◆ **Brano di lettura**
E così il nostro gruppo si divide in due.
Non sto spoilerando, è tutto scritto nella quarta di copertina!
L'avvocato senza nome e Viktor dovranno andare con una spedizione di militari a Madrid a recuperare medicinali, mentre Lucìa e suor Cecilia dovranno trovare il modo di sopravvivere nelle non certo ospitali Canarie.
Come ogni storia zombie che si rispetti, a un certo punto viene da chiedersi se gli zombie siano veramente il male o se il male non sia insito nell'umanità.
Da una parte, infatti, i due uomini dovranno affrontare migliaia di zombie, ma anche problemi interni alla spedizione e dall'altra le due donne scopriranno come non servano gli zombie per sterminare l'umanità. L'umanità è perfettamente in grado di sterminarsi da sola.
E questa volta mi fermo, altrimenti poi diventano inevitabili gli spoiler.
Uno degli elementi di originalità di Apocalisse Z era l'essere scritto in prima persona, prima come un blog e a un certo punto come un diario. Chi scrive ogni episodio (sempre l'avvocato senza nome) è sopravvissuto a quello che sta raccontando, ma non sa se sopravviverà domani. L'espediente aveva funzionato e l'ottimo stile di Loureiro si era rivelato azzeccato.
Qui, però, le cose devono per forza cambiare un po' e Loureiro decide di scrivere come cavolo gli pare, senza dover dare spiegazioni logiche. Nella prima, breve, parte del romanzo, quando i personaggi sono tutti insieme, le vicende sono narrate in prima persona dall'avvocato senza nome. Non si capisce e non viene detto se si tratti di una narrazione del passato o ancora di un diario (nel primo romanzo veniva spiegato più volte e venivano descritti gli espedienti coi quali il protagonista riusciva a scrivere). Semplicemente è così. Poi si formano i due gruppi. La trama dell'avvocato e di Prit è sempre in prima persona, mentre quella di Lucìa e suor Cecilia è in terza persona, dal punto di vista di Lucìa. Come se la ragazza avesse raccontato tutto al protagonista. Ma comunque questo non viene detto. Non manca inoltre qualche brano scritto da punti di vista (non spiegati) diversi.

◆ **Elenco attività**
1 > Riporta il passo del brano sul romanzo zombie da "Come ogni storia" fino a "sterminarsi da sola." compreso.
2 > Rispondi alle domande sul brano sul romanzo zombie.
(a) Dove devono andare l'avvocato senza nome e Viktor, e per fare che cosa?
(b) In che forma era scritto Apocalisse Z?
(c) In quale persona e da quale punto di vista è narrata la trama di Lucìa e suor Cecilia?
3 > Prosegui il brano sul romanzo zombie a partire dalla sua ultima frase.
Le voci riportate più avanti non hanno alcun ruolo in queste attività.

◆ **Estratti di dati**
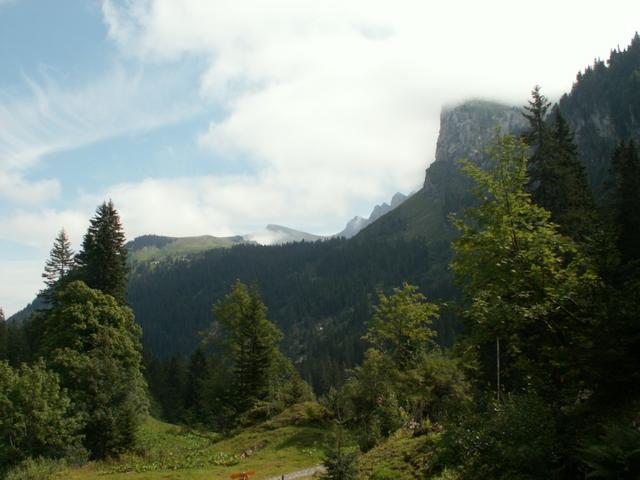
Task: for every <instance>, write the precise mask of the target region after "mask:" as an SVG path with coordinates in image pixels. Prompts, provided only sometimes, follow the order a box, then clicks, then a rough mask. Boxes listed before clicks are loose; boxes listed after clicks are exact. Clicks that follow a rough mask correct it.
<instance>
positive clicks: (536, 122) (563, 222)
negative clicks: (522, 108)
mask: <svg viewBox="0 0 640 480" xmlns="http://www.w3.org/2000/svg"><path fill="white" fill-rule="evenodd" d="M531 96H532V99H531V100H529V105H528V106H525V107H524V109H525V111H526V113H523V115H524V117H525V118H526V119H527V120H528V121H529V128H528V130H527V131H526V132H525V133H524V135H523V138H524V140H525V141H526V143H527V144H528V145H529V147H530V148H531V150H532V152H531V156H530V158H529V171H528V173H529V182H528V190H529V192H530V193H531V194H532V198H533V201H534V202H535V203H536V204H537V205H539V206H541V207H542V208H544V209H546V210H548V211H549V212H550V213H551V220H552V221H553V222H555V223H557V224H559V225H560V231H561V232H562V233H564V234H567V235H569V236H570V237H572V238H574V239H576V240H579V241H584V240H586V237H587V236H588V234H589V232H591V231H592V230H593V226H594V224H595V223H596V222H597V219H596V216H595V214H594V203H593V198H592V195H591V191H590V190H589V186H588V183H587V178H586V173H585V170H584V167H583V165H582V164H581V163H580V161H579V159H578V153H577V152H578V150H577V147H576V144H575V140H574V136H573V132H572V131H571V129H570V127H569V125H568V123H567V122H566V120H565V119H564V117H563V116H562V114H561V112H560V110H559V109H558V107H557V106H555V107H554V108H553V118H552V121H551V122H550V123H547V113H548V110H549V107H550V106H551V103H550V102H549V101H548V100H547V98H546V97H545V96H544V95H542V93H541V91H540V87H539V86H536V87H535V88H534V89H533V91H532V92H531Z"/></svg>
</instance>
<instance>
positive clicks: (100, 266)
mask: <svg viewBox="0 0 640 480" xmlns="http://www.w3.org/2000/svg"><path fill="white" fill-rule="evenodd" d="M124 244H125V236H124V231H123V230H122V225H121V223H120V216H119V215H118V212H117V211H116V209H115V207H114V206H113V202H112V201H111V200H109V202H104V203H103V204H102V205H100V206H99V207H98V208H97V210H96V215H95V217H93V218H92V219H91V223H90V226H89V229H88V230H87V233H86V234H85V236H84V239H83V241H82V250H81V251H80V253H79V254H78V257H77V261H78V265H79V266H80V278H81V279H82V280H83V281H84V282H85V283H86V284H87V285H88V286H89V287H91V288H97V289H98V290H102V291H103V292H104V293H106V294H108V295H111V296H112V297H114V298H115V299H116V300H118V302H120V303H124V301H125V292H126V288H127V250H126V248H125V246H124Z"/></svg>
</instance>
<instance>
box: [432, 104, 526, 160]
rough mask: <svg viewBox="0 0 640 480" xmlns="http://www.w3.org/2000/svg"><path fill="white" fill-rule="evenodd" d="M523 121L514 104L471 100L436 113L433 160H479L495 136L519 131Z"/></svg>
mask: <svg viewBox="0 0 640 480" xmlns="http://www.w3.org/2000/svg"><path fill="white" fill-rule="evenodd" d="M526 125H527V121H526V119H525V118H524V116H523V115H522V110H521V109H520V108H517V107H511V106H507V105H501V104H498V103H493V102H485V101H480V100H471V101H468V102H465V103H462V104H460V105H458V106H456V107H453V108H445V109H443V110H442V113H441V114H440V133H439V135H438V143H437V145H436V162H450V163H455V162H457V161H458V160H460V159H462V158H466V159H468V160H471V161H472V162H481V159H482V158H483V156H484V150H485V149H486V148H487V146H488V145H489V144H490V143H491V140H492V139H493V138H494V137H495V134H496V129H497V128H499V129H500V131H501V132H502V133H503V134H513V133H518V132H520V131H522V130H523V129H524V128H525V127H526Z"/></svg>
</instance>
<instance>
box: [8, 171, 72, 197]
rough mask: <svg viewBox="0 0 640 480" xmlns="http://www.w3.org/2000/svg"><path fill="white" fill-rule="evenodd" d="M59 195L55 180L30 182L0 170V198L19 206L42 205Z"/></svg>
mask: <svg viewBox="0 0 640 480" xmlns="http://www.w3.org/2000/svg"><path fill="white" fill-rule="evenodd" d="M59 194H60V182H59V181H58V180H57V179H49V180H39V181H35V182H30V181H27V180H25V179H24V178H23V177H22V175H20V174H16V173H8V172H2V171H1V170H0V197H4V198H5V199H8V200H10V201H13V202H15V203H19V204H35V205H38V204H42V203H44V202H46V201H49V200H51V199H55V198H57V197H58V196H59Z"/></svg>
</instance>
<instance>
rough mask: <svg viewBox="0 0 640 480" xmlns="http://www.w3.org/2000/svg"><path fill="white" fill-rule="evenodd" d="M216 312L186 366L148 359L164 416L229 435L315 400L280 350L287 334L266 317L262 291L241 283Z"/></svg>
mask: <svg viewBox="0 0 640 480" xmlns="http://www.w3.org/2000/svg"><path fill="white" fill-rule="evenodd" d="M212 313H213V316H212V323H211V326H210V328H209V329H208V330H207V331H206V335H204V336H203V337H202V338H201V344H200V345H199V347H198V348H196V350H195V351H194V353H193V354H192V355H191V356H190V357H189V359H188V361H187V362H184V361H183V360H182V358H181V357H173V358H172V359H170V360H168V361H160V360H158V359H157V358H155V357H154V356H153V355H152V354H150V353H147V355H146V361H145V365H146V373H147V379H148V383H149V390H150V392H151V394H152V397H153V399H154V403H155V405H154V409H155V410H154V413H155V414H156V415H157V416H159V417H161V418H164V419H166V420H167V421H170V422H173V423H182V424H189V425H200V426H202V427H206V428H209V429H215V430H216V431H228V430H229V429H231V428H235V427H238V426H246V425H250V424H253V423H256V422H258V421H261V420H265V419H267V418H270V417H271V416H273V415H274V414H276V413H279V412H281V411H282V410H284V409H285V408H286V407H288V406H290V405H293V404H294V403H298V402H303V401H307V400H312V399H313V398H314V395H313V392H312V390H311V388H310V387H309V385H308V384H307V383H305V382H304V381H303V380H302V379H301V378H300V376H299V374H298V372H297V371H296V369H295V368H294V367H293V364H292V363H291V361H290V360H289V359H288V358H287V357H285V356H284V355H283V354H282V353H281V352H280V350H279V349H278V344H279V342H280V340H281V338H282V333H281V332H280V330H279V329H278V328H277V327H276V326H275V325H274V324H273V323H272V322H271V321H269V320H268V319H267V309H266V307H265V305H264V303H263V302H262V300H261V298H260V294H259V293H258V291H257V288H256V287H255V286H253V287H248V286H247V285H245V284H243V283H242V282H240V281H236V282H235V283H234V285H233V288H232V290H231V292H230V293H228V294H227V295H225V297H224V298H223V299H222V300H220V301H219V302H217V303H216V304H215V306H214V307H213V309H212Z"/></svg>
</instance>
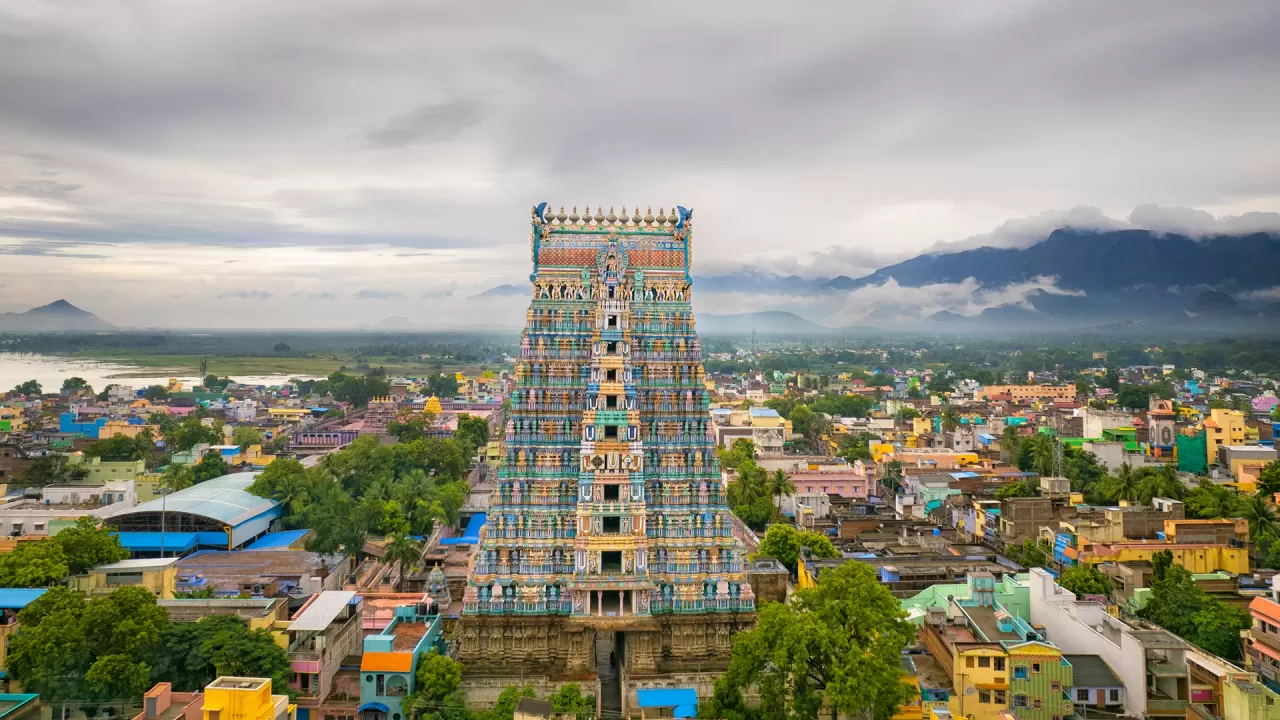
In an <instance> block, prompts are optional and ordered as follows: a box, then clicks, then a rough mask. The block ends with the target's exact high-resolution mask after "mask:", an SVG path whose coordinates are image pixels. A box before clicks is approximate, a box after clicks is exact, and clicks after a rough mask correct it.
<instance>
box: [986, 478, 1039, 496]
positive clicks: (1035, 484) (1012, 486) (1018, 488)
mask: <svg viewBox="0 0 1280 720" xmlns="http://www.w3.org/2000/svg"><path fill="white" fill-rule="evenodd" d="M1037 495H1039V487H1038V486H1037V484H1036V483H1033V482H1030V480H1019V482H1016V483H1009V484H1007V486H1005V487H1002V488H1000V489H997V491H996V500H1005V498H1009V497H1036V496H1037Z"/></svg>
==
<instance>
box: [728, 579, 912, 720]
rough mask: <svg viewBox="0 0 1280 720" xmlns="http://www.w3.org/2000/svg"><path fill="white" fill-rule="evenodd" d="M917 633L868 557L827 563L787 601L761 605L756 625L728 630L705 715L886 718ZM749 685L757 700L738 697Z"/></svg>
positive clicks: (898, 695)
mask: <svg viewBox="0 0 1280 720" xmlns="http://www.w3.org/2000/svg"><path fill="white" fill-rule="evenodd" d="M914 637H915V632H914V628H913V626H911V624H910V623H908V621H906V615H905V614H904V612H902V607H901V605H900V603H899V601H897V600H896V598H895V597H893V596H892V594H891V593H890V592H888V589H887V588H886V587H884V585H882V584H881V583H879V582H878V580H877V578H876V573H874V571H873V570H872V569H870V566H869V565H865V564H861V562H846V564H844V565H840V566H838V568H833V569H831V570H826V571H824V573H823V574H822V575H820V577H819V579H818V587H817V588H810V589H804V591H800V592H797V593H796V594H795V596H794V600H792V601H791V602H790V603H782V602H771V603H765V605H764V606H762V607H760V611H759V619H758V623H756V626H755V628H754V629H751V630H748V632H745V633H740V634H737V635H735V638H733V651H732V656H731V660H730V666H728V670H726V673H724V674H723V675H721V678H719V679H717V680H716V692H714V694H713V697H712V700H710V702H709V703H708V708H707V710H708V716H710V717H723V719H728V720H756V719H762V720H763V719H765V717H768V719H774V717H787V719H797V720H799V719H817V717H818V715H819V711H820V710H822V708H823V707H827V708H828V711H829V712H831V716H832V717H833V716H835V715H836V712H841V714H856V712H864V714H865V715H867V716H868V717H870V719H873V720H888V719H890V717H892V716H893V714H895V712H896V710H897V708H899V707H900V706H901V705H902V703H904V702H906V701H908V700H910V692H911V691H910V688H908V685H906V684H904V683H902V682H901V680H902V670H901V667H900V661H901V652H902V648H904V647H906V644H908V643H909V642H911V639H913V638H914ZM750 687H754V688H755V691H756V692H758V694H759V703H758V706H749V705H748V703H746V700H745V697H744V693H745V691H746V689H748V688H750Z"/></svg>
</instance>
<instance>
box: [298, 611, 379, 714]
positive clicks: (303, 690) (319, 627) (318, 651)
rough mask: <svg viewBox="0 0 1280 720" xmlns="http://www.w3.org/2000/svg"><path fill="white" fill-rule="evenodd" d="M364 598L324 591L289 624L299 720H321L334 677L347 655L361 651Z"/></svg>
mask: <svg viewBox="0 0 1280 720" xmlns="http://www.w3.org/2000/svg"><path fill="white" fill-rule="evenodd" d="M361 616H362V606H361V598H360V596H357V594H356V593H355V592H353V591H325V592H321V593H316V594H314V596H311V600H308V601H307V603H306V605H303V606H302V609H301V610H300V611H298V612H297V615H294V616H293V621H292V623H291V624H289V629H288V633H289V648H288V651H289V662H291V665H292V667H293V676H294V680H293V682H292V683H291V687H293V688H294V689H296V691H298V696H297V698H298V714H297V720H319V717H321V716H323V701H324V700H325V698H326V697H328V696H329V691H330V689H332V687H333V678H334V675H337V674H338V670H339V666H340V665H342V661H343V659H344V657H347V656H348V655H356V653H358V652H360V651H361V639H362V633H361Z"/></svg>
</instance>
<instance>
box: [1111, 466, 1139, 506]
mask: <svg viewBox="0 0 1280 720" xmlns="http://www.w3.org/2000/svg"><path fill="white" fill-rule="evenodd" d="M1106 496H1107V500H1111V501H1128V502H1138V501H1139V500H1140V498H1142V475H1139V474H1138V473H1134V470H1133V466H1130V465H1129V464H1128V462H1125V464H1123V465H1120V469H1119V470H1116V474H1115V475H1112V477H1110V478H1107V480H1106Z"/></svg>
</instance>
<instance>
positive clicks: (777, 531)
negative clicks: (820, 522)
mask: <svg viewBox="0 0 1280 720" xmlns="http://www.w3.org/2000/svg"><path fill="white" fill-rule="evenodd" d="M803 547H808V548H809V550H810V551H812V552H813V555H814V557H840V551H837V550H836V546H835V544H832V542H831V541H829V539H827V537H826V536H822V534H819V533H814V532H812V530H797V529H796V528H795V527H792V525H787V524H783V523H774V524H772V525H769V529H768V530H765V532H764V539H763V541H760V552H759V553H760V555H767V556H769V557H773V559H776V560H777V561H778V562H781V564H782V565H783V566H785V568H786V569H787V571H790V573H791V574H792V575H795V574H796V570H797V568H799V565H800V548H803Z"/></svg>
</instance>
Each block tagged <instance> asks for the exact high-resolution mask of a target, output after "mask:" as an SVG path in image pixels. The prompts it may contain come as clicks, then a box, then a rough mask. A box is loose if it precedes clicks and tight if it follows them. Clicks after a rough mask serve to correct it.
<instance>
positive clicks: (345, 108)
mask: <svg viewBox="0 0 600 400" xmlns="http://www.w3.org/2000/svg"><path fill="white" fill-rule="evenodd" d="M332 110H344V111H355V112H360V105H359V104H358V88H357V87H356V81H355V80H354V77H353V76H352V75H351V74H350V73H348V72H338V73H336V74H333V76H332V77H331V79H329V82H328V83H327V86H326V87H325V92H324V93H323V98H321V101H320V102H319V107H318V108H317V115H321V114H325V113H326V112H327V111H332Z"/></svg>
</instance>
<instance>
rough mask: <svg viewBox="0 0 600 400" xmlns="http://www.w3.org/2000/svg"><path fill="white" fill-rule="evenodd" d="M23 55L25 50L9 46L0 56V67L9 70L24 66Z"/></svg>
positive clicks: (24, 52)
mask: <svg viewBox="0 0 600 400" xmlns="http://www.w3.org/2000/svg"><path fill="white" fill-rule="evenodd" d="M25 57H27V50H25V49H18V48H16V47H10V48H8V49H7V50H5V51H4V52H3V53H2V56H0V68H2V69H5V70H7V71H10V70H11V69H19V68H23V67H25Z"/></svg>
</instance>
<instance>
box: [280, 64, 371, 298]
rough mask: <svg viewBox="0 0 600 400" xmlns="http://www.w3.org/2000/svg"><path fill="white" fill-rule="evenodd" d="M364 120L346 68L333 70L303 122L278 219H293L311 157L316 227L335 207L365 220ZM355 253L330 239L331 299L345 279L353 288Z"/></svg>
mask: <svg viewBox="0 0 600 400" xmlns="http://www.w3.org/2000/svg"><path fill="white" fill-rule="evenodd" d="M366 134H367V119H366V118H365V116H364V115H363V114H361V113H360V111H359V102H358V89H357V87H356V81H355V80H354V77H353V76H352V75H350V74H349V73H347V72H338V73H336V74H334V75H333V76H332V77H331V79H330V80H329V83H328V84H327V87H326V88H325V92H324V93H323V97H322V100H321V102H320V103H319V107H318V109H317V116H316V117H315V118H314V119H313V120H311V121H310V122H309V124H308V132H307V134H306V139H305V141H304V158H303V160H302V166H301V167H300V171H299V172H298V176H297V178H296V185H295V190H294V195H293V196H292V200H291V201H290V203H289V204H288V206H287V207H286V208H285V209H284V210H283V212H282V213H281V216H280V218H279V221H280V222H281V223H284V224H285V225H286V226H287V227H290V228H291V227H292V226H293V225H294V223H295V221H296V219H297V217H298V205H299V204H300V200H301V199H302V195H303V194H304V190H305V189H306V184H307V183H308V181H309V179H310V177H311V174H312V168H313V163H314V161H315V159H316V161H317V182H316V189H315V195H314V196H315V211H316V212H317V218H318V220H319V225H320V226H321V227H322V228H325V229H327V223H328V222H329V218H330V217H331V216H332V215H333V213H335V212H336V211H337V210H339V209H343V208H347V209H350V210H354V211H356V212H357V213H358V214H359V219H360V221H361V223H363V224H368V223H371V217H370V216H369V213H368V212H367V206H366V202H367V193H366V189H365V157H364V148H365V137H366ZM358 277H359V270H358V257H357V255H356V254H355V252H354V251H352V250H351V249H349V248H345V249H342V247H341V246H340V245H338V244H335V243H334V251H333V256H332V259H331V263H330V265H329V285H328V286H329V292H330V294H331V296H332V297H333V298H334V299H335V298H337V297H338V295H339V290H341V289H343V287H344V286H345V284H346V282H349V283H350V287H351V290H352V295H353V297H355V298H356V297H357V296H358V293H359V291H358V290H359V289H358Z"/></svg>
==
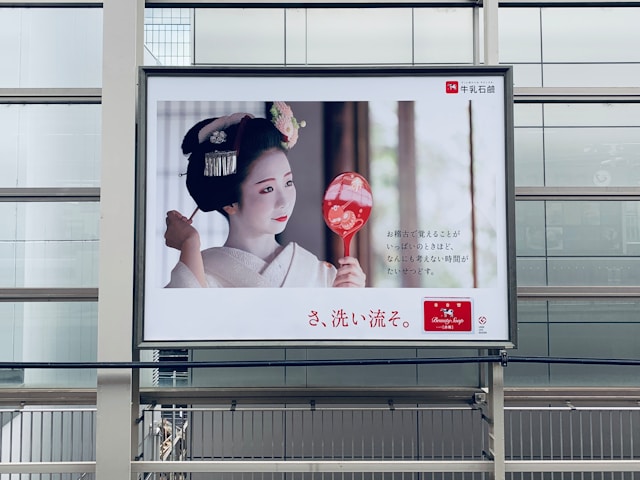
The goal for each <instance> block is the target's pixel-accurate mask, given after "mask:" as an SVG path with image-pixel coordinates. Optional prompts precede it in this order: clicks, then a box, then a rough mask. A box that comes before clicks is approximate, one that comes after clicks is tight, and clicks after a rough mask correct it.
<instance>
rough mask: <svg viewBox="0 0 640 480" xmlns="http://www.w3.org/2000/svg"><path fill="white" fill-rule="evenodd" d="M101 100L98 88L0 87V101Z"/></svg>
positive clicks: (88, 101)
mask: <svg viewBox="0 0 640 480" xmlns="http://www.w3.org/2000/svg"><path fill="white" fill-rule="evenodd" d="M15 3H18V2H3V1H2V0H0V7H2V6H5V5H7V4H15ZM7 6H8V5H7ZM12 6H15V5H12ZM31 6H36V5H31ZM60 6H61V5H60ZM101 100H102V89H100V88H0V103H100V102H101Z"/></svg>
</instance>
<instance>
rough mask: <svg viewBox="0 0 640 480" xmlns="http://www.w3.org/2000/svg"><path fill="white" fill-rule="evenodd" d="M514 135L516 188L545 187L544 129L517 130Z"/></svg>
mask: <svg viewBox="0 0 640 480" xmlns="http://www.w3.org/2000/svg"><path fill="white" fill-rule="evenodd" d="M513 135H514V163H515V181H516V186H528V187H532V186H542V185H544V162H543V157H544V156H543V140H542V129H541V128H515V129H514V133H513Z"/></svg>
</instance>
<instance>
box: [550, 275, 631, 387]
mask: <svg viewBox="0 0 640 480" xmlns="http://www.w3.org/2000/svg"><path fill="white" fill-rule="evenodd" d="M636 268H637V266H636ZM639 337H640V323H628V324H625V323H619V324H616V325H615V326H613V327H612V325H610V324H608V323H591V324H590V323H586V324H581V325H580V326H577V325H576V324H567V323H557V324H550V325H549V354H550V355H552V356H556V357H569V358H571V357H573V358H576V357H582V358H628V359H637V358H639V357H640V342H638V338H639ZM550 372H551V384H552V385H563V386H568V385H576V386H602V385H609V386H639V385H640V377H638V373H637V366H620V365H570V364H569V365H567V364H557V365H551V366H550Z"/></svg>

◆ **Soluzioni attività**
1 >
Come ogni storia zombie che si rispetti, a un certo punto viene da chiedersi se gli zombie siano veramente il male o se il male non sia insito nell'umanità.
Da una parte, infatti, i due uomini dovranno affrontare migliaia di zombie, ma anche problemi interni alla spedizione e dall'altra le due donne scopriranno come non servano gli zombie per sterminare l'umanità. L'umanità è perfettamente in grado di sterminarsi da sola.

2 >
(a) A Madrid, con una spedizione di militari, per recuperare medicinali.
(b) In prima persona, prima come un blog e a un certo punto come un diario.
(c) In terza persona, dal punto di vista di Lucìa.

3 >
Forse, anche alla luce di quanto letto nel romanzo precedente, avrei preferito un espediente, ma va bene anche così, come sempre Loureiro si rivela un ottimo narratore.
Il romanzo perde molto di ciò che aveva rappresentato l'originalità del precedente e, un po' come avviene in tutte le storie di zombie, è sempre l'inizio la parte di più interessante. Dopo un po' la storia diventa ripetitiva e non potrebbe essere diversamente, se i protagonisti sono uno sparuto gruppo di sopravvissuti in un mare di zombie che non vogliono fare altro che mangiarseli.
Però anche questa volta Loureiro dimostra di saperci fare eccome. La narrazione alterna in maniera quasi matematica gli episodi dell'avvocato e di Prit con quelli di Lucìa e suor Cecilia, con una leggera predominanza di quelli che vedono protagonisti i primi due. Ogni capitolo, in genere breve, è avvincente e termina con un piccolo colpo di scena che, tuttavia, non può essere completamente svelato subito, perché il capitolo successivo si sposta dagli altri due protagonisti e anch'esso termina con un suo colpo di scena. Viene quasi voglia di leggersi il romanzo tutto d'un fiato e questo dimostra che sicuramente Loureiro è riuscito nel suo intento.
Non manca però qualche espediente fin troppo facile che l'autore galiziano avrebbe potuto studiare un po' meglio.
Come anche nel precedente romanzo, Loureiro cede un po' sul finale, in cui tutto si chiude in maniera un po' troppo precipitosa e, forse, uno sviluppo migliore e un po' più ampio ci sarebbe stato benissimo.
Salvo il misterioso e non del tutto spiegabile epilogo, che forse capiremo nel terzo e ultimo romanzo.